• _Action item_: Return every entry exactly.
───── Exercise data ─────
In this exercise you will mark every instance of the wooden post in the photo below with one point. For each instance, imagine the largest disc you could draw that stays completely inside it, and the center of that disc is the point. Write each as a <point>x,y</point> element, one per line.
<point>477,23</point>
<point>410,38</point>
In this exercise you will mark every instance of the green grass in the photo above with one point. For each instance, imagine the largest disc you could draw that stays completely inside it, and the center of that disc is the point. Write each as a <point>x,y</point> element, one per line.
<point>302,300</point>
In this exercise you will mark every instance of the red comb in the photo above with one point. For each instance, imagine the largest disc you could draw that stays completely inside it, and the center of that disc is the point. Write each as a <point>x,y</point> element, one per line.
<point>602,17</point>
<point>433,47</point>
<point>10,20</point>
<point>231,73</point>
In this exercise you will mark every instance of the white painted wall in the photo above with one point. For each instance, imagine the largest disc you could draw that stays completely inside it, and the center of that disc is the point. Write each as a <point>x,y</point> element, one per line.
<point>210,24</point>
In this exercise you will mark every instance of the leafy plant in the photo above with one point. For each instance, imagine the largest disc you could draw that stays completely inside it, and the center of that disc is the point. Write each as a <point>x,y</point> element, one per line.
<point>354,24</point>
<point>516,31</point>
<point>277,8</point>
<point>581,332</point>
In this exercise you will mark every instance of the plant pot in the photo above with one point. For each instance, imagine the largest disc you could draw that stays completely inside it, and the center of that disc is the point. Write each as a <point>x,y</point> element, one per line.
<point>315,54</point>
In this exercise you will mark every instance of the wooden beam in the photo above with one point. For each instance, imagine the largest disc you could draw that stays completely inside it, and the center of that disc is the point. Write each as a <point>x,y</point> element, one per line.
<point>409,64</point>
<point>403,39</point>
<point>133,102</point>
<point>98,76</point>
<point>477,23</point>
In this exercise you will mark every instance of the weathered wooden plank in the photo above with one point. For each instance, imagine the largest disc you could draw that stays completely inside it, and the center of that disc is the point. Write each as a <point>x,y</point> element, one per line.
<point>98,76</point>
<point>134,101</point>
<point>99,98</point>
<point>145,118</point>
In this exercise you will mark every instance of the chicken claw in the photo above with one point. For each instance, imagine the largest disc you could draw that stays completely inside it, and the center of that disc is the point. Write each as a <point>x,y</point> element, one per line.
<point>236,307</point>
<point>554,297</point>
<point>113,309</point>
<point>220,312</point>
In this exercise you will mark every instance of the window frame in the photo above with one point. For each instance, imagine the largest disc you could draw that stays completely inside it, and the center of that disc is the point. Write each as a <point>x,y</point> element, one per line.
─────
• _Worked solution_:
In this exercise you will mark every instance of the wooden post in the photo below with one point. For each instance, imagine the largest disc you could draw that stays completely inside it, and the center of that disc is the point. Write each as a <point>x,y</point> element, one per line.
<point>477,23</point>
<point>410,38</point>
In this exercise you will mark every instance of the green grass in the photo above with one point. For each instance, imagine the largest disc you could draw that stays completely inside it, and the center of that disc is the point. Write each as a <point>x,y</point> element, one per line.
<point>302,300</point>
In this exercise you will mark every instance of the red comb in the photo above with one point. For each instance, imagine the largest disc you could draw that stays completely inside it, and the center of that disc is the point. Write each as a <point>x,y</point> element, one per line.
<point>602,17</point>
<point>433,47</point>
<point>10,20</point>
<point>231,73</point>
In this exercise you will mark every instance of the white painted wall in the photo above with one point. For each instance, imagine the largest disc you could draw that stays completely inside it, and the center of that disc is the point. Write each as a <point>x,y</point> element, one per line.
<point>210,24</point>
In this exercise you will mark every instance of the leafy plant in the photo above with one point. For each instance, imagine the largest disc you could draw that stays completely inside it, and the center of that disc is the point. Write each as a <point>x,y</point> element, one per line.
<point>354,24</point>
<point>516,31</point>
<point>277,8</point>
<point>581,332</point>
In this exercise you will mark every instance of the plant pot in the photo above with one point. For each instance, imagine the largest disc you could draw that stays completely inside it, and the center of that disc is the point. Write each as a <point>x,y</point> element, one per line.
<point>315,54</point>
In this exercise you will mark every instance of the wooden beam in the photo above with one point. For each instance, imagine the largest disc you could draw that stays completely inside it, and the center of that disc is the point. Write each as a <point>x,y</point> element, one per line.
<point>409,64</point>
<point>403,39</point>
<point>133,102</point>
<point>98,76</point>
<point>477,23</point>
In this exercise you will mark every instance of the weathered wooden plank in the photo above with one point. For each instance, imagine the largest disc you could draw that stays completely inside it, and the center of that disc is the point. Write each as a <point>x,y</point> element, one per line.
<point>98,76</point>
<point>134,101</point>
<point>99,98</point>
<point>145,118</point>
In this exercise you will mark every instance of the chicken claw in the photo above with one point. For each instance, imagine the largest disc you could draw that stays completely inside it, and the center of that disc is the point. Write each as a <point>x,y</point> element, one per line.
<point>236,307</point>
<point>554,297</point>
<point>113,309</point>
<point>220,312</point>
In this exercise you will mark every instance of the window frame in the photo above with one point. For each instance, imagine the largest disc you could draw that stays completely inside it, and the center of that disc is the point. Write each as a <point>x,y</point> element, one per line.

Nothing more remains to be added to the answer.